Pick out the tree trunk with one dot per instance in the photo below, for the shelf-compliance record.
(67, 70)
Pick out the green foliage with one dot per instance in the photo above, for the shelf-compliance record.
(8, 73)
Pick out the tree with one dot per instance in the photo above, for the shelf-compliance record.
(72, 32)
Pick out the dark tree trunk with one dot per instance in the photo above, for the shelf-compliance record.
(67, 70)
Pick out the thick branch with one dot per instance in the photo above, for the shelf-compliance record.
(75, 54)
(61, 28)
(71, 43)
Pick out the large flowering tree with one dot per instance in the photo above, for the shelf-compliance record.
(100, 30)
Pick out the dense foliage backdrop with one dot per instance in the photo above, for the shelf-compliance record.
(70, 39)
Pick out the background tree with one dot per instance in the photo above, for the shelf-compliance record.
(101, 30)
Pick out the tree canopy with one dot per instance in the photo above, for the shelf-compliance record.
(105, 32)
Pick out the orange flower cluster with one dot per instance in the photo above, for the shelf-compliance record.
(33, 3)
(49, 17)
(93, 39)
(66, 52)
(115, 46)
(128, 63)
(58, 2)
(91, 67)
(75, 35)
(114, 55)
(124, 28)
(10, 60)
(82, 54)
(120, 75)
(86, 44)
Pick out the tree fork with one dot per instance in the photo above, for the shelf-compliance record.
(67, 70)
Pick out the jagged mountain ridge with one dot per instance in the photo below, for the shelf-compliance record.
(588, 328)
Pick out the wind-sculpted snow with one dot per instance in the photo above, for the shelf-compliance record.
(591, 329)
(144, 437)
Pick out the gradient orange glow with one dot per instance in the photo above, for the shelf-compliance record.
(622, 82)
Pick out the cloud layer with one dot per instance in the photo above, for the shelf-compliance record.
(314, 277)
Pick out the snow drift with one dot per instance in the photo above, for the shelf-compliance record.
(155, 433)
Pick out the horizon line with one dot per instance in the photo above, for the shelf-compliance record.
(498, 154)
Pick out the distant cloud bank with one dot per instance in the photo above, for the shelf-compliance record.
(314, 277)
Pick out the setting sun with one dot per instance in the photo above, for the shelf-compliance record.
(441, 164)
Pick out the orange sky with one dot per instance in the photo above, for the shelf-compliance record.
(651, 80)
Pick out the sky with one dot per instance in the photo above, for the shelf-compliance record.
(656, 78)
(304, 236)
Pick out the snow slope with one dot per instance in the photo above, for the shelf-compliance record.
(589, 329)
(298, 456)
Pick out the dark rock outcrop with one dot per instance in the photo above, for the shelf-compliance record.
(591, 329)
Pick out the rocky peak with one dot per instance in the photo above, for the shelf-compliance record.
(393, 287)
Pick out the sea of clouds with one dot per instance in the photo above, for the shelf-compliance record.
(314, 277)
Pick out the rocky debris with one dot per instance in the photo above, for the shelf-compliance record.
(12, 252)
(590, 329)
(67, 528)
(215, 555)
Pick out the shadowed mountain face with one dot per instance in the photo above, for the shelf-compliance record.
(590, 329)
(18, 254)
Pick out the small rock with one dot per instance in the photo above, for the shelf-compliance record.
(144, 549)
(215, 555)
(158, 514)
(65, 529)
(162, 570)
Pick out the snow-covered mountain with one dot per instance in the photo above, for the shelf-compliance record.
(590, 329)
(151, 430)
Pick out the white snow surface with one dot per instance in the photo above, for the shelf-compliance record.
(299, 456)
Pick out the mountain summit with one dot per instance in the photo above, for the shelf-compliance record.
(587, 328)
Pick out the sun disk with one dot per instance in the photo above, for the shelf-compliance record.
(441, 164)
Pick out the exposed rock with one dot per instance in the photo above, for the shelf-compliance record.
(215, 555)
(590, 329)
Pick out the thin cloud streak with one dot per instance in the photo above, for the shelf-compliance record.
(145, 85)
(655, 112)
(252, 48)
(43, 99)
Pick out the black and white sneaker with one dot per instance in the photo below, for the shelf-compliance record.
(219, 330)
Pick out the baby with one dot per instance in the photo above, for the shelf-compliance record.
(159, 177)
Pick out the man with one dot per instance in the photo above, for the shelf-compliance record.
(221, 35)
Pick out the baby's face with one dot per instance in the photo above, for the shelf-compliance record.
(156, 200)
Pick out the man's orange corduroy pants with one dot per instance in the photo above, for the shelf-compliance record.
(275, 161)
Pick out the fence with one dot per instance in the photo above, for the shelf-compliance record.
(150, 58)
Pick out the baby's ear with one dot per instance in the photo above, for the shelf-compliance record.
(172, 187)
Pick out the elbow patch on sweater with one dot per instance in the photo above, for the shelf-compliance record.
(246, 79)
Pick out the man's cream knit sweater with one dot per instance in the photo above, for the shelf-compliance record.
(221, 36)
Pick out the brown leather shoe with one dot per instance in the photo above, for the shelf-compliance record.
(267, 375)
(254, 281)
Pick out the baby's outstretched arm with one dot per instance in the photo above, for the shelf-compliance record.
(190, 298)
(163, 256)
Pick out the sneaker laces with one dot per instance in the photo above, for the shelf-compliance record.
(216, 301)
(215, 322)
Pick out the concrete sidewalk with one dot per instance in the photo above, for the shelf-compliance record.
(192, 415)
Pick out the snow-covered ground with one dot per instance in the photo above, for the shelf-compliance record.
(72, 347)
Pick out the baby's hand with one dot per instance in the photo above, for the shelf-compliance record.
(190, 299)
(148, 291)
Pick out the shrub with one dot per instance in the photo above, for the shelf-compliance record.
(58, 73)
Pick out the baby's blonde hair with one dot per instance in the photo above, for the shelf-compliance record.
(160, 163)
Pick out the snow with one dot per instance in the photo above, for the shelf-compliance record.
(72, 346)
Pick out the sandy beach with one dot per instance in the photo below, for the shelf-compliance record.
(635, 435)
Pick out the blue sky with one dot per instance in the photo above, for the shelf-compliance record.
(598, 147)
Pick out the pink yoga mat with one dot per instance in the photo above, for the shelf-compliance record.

EXERCISE DIRECTIONS:
Reproduce only the lines between the line containing "Pick out the baby's blonde" and the last line of the records, those two lines included, exactly.

ANSWER TO THE PROBLEM:
Pick out the baby's blonde hair with one dot per instance in the photo above, for the shelf-compliance record.
(160, 163)
Pick out the snow with one dot per instance in the photo above, for the shelf-compliance record.
(72, 346)
Pick out the sandy beach with one dot per instance in the photo below, for the shelf-compliance record.
(635, 435)
Pick out the blue sky with one dot per instance in the photo above, for the shelf-compliance record.
(598, 147)
Pick out the pink yoga mat with one dot per instance in the photo above, for the shelf-compliance record.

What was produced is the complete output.